— Begin EXTRACTED MATERIAL —

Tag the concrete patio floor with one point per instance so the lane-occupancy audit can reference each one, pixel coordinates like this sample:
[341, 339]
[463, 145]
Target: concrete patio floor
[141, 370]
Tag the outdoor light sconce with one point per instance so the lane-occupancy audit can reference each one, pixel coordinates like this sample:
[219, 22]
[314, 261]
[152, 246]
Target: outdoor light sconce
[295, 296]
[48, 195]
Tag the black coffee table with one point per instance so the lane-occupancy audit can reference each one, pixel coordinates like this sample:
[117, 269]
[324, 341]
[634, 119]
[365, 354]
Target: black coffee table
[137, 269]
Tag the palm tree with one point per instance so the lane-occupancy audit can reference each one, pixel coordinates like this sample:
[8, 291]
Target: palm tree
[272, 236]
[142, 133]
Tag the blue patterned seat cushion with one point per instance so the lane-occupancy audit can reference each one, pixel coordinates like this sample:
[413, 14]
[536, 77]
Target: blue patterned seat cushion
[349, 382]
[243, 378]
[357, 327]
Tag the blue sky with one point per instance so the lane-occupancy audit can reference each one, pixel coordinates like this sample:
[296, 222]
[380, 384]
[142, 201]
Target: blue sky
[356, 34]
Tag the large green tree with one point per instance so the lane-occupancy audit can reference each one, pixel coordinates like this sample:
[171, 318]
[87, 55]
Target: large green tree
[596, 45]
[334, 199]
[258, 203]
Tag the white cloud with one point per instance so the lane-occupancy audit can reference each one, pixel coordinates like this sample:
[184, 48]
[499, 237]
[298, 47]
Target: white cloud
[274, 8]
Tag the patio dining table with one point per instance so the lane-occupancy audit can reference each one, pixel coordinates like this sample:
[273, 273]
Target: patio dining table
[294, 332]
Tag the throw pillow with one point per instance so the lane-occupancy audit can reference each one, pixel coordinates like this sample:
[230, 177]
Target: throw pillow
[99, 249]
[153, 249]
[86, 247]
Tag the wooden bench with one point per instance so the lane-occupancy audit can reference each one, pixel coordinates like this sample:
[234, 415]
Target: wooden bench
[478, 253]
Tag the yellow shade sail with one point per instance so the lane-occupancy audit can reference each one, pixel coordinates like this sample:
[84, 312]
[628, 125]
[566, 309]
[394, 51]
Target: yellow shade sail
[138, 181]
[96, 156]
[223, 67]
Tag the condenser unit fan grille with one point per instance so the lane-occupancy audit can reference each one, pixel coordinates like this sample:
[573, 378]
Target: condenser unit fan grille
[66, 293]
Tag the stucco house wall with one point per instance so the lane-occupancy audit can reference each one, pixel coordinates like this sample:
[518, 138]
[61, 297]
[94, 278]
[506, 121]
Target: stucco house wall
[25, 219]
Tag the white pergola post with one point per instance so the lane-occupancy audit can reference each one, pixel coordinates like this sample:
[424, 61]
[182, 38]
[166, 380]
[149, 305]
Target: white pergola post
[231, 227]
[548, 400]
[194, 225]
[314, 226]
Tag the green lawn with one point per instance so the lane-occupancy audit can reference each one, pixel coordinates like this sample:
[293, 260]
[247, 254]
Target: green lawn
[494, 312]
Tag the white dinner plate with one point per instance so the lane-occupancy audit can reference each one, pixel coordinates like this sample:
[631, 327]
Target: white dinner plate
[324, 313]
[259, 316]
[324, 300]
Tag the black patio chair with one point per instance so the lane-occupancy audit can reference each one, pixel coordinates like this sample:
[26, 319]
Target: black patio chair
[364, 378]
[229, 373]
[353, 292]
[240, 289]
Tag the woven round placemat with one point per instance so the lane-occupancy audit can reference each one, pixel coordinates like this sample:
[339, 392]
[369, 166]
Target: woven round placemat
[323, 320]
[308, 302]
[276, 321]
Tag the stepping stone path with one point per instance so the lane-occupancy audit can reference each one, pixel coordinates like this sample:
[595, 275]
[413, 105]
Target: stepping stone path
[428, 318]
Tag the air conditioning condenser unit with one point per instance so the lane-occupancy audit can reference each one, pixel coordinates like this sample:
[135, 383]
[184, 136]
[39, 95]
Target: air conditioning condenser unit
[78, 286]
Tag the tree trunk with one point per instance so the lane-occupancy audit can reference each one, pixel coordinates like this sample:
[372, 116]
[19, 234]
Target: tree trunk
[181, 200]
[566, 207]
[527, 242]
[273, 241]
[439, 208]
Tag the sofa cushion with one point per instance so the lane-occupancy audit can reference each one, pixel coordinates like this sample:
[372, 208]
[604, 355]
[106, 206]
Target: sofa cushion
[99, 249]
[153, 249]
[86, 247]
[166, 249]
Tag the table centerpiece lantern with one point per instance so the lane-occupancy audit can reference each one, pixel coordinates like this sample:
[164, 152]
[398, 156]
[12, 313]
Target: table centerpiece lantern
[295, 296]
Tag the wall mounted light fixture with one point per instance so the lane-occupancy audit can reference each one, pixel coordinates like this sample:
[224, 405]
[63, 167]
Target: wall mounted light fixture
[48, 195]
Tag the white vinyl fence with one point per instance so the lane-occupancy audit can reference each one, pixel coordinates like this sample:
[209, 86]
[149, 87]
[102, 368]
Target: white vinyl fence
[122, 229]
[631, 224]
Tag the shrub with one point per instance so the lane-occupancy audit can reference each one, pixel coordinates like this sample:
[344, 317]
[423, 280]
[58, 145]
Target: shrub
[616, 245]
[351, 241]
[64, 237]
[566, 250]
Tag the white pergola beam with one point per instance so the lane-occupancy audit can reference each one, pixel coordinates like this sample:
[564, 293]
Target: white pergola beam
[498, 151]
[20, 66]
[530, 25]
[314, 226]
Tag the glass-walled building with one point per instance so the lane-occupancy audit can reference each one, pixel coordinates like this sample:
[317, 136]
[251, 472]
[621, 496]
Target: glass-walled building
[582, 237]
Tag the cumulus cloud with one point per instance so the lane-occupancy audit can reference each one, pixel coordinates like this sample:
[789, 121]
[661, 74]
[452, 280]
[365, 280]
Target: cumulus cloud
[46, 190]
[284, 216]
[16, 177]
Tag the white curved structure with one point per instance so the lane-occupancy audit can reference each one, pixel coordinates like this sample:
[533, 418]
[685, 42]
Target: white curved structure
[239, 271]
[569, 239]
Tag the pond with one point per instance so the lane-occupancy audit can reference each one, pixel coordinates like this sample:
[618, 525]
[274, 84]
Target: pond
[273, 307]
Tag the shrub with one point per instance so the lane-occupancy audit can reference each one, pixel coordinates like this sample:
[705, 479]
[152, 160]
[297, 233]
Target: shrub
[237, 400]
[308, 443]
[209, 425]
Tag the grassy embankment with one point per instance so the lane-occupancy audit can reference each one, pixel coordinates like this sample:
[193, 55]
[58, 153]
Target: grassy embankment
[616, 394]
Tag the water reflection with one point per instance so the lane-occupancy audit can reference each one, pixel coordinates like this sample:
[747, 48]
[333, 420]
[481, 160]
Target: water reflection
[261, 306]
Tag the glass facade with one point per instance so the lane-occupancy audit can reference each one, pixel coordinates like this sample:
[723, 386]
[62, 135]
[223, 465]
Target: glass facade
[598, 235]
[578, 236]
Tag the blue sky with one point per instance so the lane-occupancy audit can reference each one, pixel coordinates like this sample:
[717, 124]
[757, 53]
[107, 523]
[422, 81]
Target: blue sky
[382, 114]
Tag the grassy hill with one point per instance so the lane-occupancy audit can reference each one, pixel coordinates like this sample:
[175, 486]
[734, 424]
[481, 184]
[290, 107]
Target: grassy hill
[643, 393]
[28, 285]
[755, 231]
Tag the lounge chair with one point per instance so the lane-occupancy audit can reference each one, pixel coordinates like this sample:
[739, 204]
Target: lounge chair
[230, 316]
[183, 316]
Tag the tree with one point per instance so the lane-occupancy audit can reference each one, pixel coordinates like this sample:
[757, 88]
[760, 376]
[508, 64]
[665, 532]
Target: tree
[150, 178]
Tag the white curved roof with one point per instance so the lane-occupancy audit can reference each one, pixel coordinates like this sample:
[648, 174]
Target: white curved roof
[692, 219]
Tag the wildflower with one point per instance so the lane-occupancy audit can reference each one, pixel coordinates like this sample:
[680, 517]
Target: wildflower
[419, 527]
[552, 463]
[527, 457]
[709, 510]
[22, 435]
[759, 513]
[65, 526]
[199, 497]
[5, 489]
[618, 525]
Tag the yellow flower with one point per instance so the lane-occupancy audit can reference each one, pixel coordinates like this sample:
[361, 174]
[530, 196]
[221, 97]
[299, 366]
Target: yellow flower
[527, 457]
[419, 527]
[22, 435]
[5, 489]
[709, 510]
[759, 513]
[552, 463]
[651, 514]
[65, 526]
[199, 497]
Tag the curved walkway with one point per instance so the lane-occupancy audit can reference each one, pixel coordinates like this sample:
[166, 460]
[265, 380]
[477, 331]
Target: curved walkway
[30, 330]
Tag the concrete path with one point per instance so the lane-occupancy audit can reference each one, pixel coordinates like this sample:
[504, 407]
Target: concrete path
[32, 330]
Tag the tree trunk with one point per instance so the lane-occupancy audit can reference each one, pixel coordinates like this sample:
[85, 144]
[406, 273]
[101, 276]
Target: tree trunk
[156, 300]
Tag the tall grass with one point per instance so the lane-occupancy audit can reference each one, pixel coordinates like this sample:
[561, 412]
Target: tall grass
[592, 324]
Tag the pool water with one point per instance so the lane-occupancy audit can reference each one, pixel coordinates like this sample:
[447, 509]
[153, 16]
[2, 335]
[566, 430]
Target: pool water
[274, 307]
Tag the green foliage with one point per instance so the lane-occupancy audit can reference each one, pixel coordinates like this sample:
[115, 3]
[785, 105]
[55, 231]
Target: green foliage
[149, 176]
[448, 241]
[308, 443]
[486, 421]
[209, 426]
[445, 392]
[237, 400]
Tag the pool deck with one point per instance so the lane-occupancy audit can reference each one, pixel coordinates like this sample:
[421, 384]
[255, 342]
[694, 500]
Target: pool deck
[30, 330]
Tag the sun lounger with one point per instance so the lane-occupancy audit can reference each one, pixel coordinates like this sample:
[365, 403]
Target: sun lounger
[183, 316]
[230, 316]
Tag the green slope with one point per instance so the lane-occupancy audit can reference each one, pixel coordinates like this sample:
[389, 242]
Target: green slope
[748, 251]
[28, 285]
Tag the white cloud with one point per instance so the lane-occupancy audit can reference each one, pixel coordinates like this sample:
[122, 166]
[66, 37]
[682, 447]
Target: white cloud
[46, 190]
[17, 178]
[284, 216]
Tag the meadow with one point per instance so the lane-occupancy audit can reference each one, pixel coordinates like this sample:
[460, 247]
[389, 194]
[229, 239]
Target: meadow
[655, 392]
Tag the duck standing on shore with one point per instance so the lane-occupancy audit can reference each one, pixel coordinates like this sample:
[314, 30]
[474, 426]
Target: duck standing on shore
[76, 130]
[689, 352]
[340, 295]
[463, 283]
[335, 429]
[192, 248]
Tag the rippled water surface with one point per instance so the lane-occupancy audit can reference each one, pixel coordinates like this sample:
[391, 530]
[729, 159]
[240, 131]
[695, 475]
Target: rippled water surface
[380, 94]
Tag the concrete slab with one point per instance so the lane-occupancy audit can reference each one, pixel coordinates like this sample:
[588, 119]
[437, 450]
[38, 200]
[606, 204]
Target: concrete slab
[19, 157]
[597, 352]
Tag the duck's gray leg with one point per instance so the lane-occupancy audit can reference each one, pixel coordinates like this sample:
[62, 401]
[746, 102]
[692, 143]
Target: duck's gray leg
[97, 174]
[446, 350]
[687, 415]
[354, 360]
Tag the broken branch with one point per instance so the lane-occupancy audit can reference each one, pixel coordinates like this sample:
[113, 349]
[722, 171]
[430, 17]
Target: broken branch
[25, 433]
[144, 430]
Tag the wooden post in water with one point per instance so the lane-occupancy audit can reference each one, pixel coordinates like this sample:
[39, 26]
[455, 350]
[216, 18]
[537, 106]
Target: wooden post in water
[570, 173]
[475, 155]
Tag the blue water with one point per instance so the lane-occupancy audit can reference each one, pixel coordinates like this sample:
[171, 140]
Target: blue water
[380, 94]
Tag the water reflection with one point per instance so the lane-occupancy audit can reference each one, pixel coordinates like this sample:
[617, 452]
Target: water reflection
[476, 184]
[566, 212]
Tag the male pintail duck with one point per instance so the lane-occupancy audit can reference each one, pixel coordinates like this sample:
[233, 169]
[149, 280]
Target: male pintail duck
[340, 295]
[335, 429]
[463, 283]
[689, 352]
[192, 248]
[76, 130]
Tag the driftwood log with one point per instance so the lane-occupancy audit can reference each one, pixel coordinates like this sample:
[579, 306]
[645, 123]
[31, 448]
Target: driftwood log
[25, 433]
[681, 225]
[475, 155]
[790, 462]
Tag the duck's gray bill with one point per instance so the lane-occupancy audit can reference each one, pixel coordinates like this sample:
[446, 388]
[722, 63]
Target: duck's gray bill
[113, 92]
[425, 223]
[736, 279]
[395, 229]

— End EXTRACTED MATERIAL —

▶ _WHAT YOU NEED TO DO_:
Repeat only the lines from the one holding "Tag the male" through the last line of the data.

▶ _EXERCISE RESPONSE_:
Tag the male pintail duck with one point per instance so the lane-occupancy audit can reference each one, pixel coordinates like this sample:
[233, 169]
[149, 280]
Target: male pintail duck
[340, 295]
[335, 429]
[463, 283]
[689, 352]
[192, 248]
[76, 130]
Tag the driftwood log with one point per instance so the lane-occupancy audit can reference each one, pixel coordinates like this sample:
[579, 306]
[645, 123]
[31, 448]
Target: driftwood log
[25, 433]
[681, 225]
[475, 155]
[790, 462]
Tag the duck's gray bill with one point per instance so the lane-occupancy audit can reference each one, pixel coordinates like this sample:
[446, 388]
[722, 63]
Target: duck's gray bill
[113, 92]
[425, 223]
[736, 279]
[395, 229]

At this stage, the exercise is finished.